**Work to complete**
Retype the entries below without any change.
=== Data provided ===
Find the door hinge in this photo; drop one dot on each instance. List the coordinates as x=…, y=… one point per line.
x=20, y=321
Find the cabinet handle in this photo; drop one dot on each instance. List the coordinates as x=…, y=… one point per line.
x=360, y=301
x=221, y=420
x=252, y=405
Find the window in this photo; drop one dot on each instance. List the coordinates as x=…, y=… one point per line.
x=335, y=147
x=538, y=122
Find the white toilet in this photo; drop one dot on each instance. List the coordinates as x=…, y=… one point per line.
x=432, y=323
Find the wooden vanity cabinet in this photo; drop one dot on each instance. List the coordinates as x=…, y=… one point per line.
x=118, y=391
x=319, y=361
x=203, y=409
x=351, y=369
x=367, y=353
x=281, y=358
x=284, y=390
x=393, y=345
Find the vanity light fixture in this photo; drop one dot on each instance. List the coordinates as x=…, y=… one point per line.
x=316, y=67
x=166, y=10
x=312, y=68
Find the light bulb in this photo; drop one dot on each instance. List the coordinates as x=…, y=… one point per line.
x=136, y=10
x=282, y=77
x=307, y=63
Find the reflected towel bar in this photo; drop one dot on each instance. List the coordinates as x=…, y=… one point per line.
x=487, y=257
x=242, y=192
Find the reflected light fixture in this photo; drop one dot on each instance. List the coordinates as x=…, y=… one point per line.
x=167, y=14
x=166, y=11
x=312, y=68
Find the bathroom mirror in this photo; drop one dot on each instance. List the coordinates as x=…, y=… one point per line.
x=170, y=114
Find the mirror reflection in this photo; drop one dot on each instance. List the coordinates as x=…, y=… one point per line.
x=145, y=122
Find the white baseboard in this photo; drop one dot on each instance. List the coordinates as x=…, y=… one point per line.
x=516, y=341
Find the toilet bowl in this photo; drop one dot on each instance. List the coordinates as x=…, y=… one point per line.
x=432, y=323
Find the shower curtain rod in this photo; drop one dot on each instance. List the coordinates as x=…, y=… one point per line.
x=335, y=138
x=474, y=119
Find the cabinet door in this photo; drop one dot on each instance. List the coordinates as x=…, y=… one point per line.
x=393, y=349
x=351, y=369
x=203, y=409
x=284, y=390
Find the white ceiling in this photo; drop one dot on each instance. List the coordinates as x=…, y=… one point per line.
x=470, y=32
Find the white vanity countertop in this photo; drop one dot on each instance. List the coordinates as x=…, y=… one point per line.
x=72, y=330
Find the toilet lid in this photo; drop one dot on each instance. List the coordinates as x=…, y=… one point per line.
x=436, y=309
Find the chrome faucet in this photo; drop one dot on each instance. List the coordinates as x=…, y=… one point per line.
===
**Solution to this problem**
Find the door hinge in this photo; drop one dot on each instance. List the coordinates as x=…, y=… one point per line.
x=20, y=321
Find the cabinet handle in this photo; drop one dot on each instance. List the coordinates as x=…, y=… one point per line.
x=360, y=301
x=221, y=420
x=252, y=405
Find the window in this photo; drop one dot on each instance. List the coordinates as x=…, y=… one point per line.
x=335, y=147
x=538, y=122
Find the white toilet in this photo; drop one dot on each instance. List the coordinates as x=…, y=… one point per line.
x=432, y=323
Find the wooden vanity cabinet in this photo; drop one dot on each instance. List the coordinates as x=…, y=… one point per line.
x=118, y=391
x=319, y=361
x=203, y=409
x=351, y=369
x=367, y=353
x=281, y=358
x=284, y=390
x=393, y=345
Find the vanity light fixture in this photo; drop one dot on each instance. List the coordinates as x=…, y=… one point per line.
x=316, y=67
x=166, y=10
x=312, y=68
Find the light bulb in this photo; drop one dot on each instance. List the coordinates as x=…, y=… one point per line.
x=136, y=10
x=282, y=77
x=307, y=63
Find the reflected towel bar in this photo; drop one dot on each instance. List the coordinates as x=…, y=… one point per line.
x=487, y=257
x=242, y=192
Find the reflected light fixture in this photo; drop one dot on each instance. List the coordinates as x=…, y=… one point per line.
x=167, y=14
x=166, y=11
x=312, y=68
Find the bathroom mirror in this photo; drop one dot on each instance. List the coordinates as x=…, y=… one point per line.
x=170, y=114
Find the mirror reflection in this photo; drop one dot on each instance. List the coordinates as x=…, y=… one point per line.
x=145, y=122
Find the white baseboard in this photo; drop one dot on each instance. List the coordinates as x=…, y=… one point per line.
x=516, y=341
Find the toilet bowl in this photo; drop one dot on each instance. List the coordinates as x=…, y=… one point per line.
x=432, y=323
Find the shower curtain rod in this photo; drop one dot on each instance. List the coordinates as x=…, y=… one point per line.
x=335, y=138
x=474, y=119
Find the cabinet door in this photo; drop one dot on each instance. List the coordinates as x=…, y=… one point per line.
x=393, y=349
x=351, y=369
x=203, y=409
x=284, y=390
Find the white ceiling in this photo; drop one dot on each instance. List the coordinates as x=…, y=… one point per line.
x=470, y=32
Find the white vanity countertop in this photo; drop one dot on each instance. List the coordinates as x=…, y=… one point per line.
x=72, y=330
Find the toilet lid in this photo; drop one dot on each instance. List the coordinates as x=…, y=… one point per line.
x=436, y=309
Find the chrome faucet in this photo; drop one dot on each instance. List the coordinates as x=…, y=… one point per line.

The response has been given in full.